● **Provided records**:
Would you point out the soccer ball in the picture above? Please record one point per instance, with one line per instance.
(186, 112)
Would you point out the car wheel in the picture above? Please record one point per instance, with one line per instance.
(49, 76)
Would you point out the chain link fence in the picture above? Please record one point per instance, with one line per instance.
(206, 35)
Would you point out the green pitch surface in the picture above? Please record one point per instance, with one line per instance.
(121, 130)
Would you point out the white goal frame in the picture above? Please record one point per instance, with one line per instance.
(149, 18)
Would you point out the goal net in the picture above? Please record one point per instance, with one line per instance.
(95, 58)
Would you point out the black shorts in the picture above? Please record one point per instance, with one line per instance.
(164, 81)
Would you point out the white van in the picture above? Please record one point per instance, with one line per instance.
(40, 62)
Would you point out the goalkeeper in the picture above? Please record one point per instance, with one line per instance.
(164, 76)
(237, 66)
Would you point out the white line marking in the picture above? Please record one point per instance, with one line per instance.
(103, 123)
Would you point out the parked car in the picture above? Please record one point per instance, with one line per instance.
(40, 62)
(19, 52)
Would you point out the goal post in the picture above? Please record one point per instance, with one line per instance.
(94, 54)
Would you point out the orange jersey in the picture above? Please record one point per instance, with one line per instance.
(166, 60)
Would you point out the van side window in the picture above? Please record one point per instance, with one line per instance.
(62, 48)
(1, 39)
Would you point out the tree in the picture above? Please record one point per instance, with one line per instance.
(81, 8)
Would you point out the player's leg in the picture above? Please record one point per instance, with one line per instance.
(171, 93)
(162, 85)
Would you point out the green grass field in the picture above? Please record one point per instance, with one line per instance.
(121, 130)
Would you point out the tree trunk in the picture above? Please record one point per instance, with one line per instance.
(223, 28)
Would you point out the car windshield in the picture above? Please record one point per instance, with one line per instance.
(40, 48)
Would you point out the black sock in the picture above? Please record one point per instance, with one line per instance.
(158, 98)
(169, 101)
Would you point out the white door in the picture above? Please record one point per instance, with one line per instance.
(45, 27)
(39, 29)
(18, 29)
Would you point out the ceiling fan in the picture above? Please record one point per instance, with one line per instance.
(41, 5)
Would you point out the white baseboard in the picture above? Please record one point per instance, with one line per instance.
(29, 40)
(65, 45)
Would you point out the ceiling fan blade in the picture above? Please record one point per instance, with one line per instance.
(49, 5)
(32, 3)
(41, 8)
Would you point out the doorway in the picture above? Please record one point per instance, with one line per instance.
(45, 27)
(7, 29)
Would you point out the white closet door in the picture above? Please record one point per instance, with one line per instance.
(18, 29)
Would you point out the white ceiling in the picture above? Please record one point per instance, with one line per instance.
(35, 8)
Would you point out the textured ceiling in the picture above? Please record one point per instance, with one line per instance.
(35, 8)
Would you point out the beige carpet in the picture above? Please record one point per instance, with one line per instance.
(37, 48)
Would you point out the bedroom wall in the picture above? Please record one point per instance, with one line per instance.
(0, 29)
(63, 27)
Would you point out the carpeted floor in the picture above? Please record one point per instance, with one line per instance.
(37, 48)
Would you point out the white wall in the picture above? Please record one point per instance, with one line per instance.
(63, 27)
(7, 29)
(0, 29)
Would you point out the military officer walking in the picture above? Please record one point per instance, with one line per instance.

● **Stated goal**:
Copy all of the material above word for word, keeping every line as it stands.

● **Result of the exercise**:
Would you point out the soccer ball in the picture above? Please record one point per instance, with one line per instance.
(186, 112)
Would you point out the car wheel in the picture above? Please record one point per instance, with one line per instance.
(49, 76)
Would you point out the chain link fence in the picture above? Please record one point per instance, with one line per instance.
(206, 35)
Would you point out the green pitch surface in the picture above? Please record one point per instance, with one line per instance.
(121, 130)
Would you point out the white goal frame in the picture above? Please record one point per instance, with one line per instance.
(149, 18)
Would you point out the goal net in the picture above? Please record one point per instance, with one line per instance.
(95, 58)
Would you point out the black shorts in the picture above? Please record one point per instance, with one line per instance.
(164, 81)
Would you point out the white van in the picture above? Please record one point per instance, with one line per instance.
(40, 62)
Would you point out the goalkeeper in the picture above? Please record one point per instance, with one line per instance.
(164, 76)
(237, 66)
Would you point out the white line marking in the picture above? Please record one point per instance, with one line per instance.
(103, 123)
Would you point out the parked car in the picture above? Please record one point per instance, with one line per instance.
(40, 62)
(19, 52)
Would you point out the goal post in the picture above? Please record one point per instance, with one line per instance.
(94, 54)
Would you point out the orange jersey in the picture above? Please record one point per instance, with one line per instance.
(166, 60)
Would you point out the van side window in the picture above? Please record one point per instance, with one line per instance.
(62, 48)
(1, 39)
Would you point out the tree in the picture above? Please record one point per instance, with one line per instance.
(81, 8)
Would you point out the player's leg in the picture above? Please record one point per instance, with one line per instance.
(171, 93)
(162, 85)
Would you point out the green grass field in the picture above? Please record one point per instance, with one line per instance.
(121, 130)
Would you point out the tree trunk in the picture above? Please record one point per instance, with one line per instance.
(223, 28)
Would you point out the car windshield in the picture above? Please record one point per instance, with one line per instance.
(40, 48)
Would you point out the black sock in the picture above? Please record one point per instance, with one line per instance.
(158, 98)
(169, 101)
Would you point out the white door in the picture above? Please record one point per instance, with one line per instance.
(45, 27)
(39, 29)
(18, 29)
Would you point out the ceiling fan in the picture above? Please record one point per instance, with one line per instance.
(41, 5)
Would you point out the white baseboard in the picture above? Please record one point per instance, with one line per instance.
(29, 40)
(65, 45)
Would you point out the ceiling fan blade in the picture above? Please record one point per instance, with one line per instance.
(49, 5)
(32, 3)
(41, 8)
Would you point out the doorway in the picture above? Please record one point per instance, with one line per instance.
(45, 27)
(7, 29)
Would you point out the white closet door in the picture above? Please record one point per instance, with one line per instance.
(18, 29)
Would you point out the white ceiling in the picture above? Please record one point per instance, with one line per instance.
(35, 8)
Would you point out the textured ceiling in the picture above? Please record one point per instance, with one line per instance.
(35, 8)
Would you point out the beige carpet in the picture above? Please record one point per instance, with one line per instance.
(37, 48)
Would you point out the bedroom wall in the picture above? Please record one point per instance, with one line per instance.
(0, 29)
(63, 27)
Would you point out the carpeted floor in the picture above? Please record one point per instance, with one line per instance.
(37, 48)
Would you point out the white wall in the picture above? Please record one point per instance, with one line per instance.
(63, 27)
(7, 29)
(0, 29)
Would you point out the military officer walking in the picture above? Please record one point per instance, with one line per instance.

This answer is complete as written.